WRITTEN TASK | Convert the lines below into a JSON array of strings with one string per line, omitting blank lines and excluding the pictures.

MATERIAL PROVIDED |
-- begin --
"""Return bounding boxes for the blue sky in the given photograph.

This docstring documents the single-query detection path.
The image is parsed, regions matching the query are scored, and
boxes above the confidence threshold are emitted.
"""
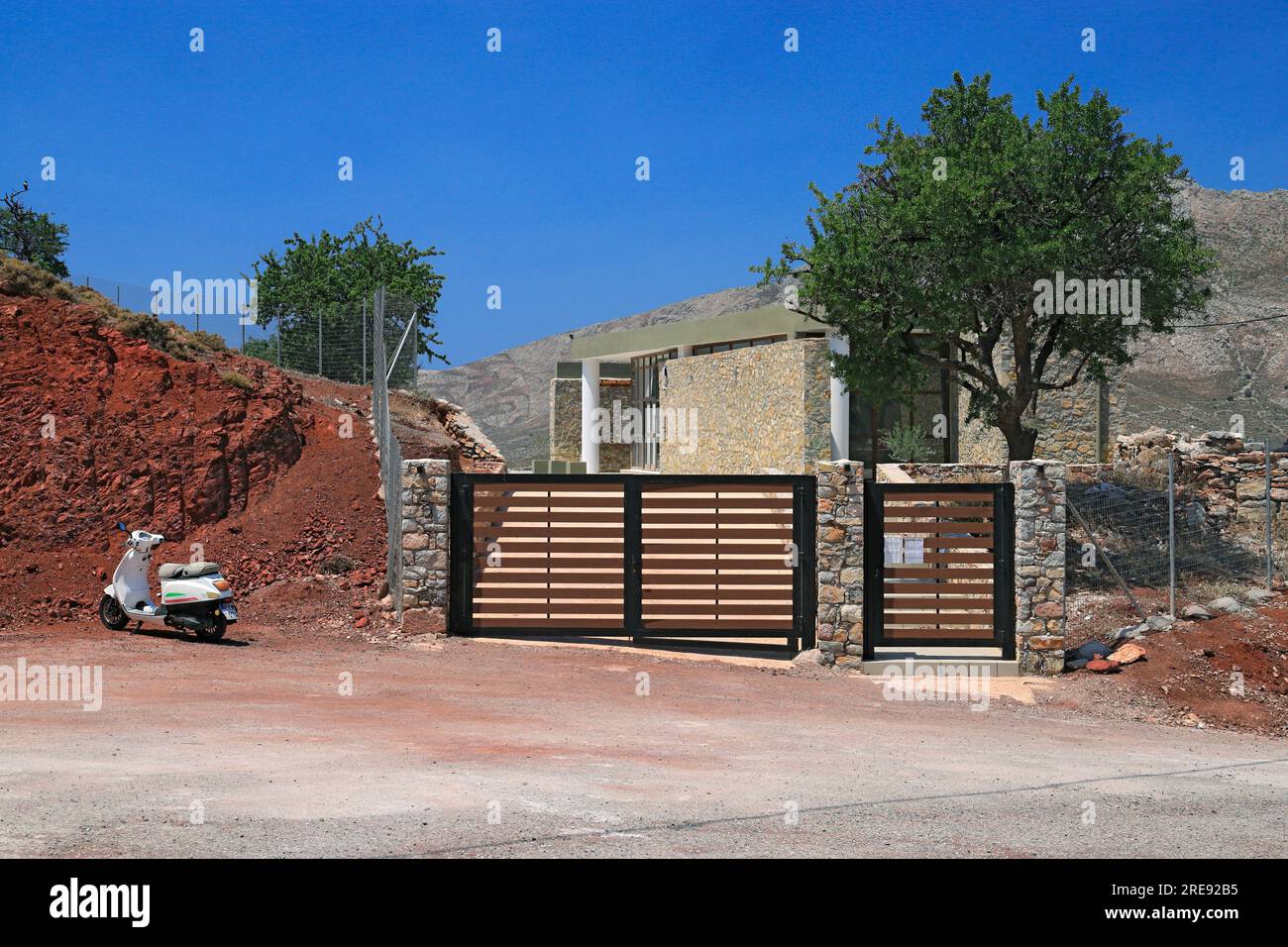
[0,0,1288,364]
-- end --
SOLUTION FOR THIS PROBLEM |
[
  "\"\"\"Return bounding boxes for the blue sky in the given photograph.",
  "This docstring documents the single-query detection path.",
  "The image is parsed, regions matching the query are scored, and",
  "boxes above the confidence threshold are emitted.",
  "\"\"\"",
  "[0,0,1288,364]"
]